Listed records:

>>>

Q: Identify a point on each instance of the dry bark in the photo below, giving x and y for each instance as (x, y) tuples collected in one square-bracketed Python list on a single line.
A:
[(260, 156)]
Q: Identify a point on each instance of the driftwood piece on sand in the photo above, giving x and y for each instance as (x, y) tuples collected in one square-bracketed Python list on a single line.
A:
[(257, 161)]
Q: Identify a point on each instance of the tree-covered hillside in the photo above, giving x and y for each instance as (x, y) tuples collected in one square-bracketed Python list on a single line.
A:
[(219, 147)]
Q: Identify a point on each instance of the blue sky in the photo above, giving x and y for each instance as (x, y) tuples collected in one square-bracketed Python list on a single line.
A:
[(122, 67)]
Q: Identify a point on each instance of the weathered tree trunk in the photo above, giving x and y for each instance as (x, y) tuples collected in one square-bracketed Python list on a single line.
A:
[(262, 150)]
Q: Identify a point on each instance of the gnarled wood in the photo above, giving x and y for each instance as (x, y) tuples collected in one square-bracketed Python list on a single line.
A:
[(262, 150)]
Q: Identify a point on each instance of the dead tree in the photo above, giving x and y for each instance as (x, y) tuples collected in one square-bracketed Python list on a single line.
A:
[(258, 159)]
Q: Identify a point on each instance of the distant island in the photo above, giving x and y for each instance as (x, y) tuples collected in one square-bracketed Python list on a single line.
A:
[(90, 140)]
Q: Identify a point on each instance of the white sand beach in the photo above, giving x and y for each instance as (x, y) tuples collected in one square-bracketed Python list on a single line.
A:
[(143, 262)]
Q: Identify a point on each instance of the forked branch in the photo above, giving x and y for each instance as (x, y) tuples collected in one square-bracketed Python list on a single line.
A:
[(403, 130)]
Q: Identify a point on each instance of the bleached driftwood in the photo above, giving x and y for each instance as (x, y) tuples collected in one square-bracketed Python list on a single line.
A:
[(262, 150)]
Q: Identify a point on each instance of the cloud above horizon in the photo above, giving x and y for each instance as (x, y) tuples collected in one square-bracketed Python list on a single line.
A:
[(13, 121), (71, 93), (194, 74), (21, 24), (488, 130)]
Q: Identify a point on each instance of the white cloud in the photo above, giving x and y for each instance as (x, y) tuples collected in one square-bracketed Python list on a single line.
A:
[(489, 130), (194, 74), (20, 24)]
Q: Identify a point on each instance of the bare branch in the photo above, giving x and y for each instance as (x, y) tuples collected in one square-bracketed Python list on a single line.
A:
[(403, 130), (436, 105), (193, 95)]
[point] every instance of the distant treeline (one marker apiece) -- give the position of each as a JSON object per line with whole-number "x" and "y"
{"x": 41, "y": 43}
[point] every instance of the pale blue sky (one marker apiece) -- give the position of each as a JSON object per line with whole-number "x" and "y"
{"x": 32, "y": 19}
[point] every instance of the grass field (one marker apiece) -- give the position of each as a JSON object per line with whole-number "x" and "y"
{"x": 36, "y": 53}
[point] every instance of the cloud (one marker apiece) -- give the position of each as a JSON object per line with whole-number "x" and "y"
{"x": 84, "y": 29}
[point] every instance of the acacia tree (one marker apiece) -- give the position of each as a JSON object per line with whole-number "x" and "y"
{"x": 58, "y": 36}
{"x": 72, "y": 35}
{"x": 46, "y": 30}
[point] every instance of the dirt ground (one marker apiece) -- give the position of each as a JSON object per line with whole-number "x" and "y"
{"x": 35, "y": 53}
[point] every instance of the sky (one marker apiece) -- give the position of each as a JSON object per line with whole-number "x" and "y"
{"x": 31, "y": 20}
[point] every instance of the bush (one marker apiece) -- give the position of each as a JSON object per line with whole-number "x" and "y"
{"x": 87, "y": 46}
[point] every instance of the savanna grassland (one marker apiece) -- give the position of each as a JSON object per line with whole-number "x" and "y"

<<<

Your task: Output each record exactly, leaving nothing out.

Expected answer:
Q: Identify a point on each instance of the dry bark in the photo below, giving x and y for each instance as (x, y) tuples collected in one square-bracketed Python list on a single line.
A:
[(260, 156)]
Q: Identify a point on each instance of the driftwood piece on sand in the photo above, giving x and y for each instance as (x, y) tuples collected in one square-bracketed Python list on a single line.
A:
[(257, 161)]
Q: Identify a point on each instance of the tree-covered hillside in the photo above, giving x and y for each instance as (x, y) tuples collected in one square-bracketed Python list on a single line.
A:
[(219, 147)]
Q: Identify a point on each instance of the blue sky in the photo above, giving x and y for each instance as (x, y) tuples collected in one square-bracketed Python list on a single line.
A:
[(122, 67)]
Q: Identify a point on each instance of the weathered tree trunk in the photo above, giving x and y for each instance as (x, y) tuples collected in one square-bracketed Python list on a single line.
A:
[(262, 150)]
Q: Identify a point on each instance of the gnarled wood in the photo above, giving x and y for each instance as (x, y) tuples collected in one square-bracketed Python list on a single line.
A:
[(262, 150)]
Q: Identify a point on each instance of the dead tree in the photo above, giving x and y for each instance as (x, y) tuples collected in one square-bracketed Python list on a single line.
A:
[(258, 159)]
Q: Identify a point on each instance of the distant island in the photo above, giving x and y for each instance as (x, y) tuples collected in one square-bracketed Python list on a single line.
A:
[(90, 140)]
Q: Identify a point on each instance of the white sand beach in the photo above, giving x and y for each instance as (x, y) tuples collected in one square-bracketed Python list on a single line.
A:
[(143, 262)]
Q: Identify a point on each instance of the forked branch in the photo above, giving x and y for each instance as (x, y) tuples collected in one square-bracketed Python list on a single line.
A:
[(403, 130)]
Q: Identify a point on each instance of the bleached driftwood in the photo above, giving x and y for each instance as (x, y) tuples collected in one square-bracketed Python list on a single line.
A:
[(262, 150)]
Q: Identify a point on each instance of the cloud above horizon in the photo above, giving x and y for each instance as (x, y) tuples collected in one square-bracketed Python list on a single line.
A:
[(13, 121), (71, 93), (194, 74), (21, 24), (488, 130)]
Q: Identify a point on each instance of the white cloud in the photo above, giving x and y for each instance as (x, y) tuples collected in one square-bracketed Python list on a single line.
A:
[(489, 130), (194, 74), (20, 24)]
Q: Identify a point on each instance of the bare branch in the photo above, giving x and y for each instance as (x, y) tuples collected in one square-bracketed Python list on a single line.
A:
[(403, 130), (436, 105), (193, 95)]
[point] every instance of the distant treeline (one marker apiece) -- give the position of each as a JSON object per line with whole-number "x" and "y"
{"x": 41, "y": 43}
[point] every instance of the pale blue sky (one marker apiece) -- give the position of each as a JSON object per line with whole-number "x" and "y"
{"x": 32, "y": 19}
[point] every instance of the grass field (one marker apiece) -- give the position of each as a JSON object per line with whole-number "x" and "y"
{"x": 36, "y": 53}
[point] every instance of the cloud (one marker apiece) -- give the position of each as a JSON object per line with whole-number "x" and "y"
{"x": 84, "y": 29}
[point] every instance of the acacia tree (one marker apiece) -- give the position of each as a JSON object per line with whole-number "x" and "y"
{"x": 58, "y": 36}
{"x": 72, "y": 35}
{"x": 46, "y": 30}
[point] every instance of the dirt ground (one marker apiece) -- give the position of each as a JSON object per line with whole-number "x" and "y"
{"x": 35, "y": 53}
[point] every instance of the sky (one marker apiece) -- give the position of each as a JSON object per line with whole-number "x" and "y"
{"x": 31, "y": 20}
[point] every instance of the bush (one marker apiece) -- give the position of each as a JSON object per line with whole-number "x" and "y"
{"x": 87, "y": 46}
[point] every instance of the savanna grassland (one marker apiece) -- give the position of each as a JSON object per line with whole-number "x" and "y"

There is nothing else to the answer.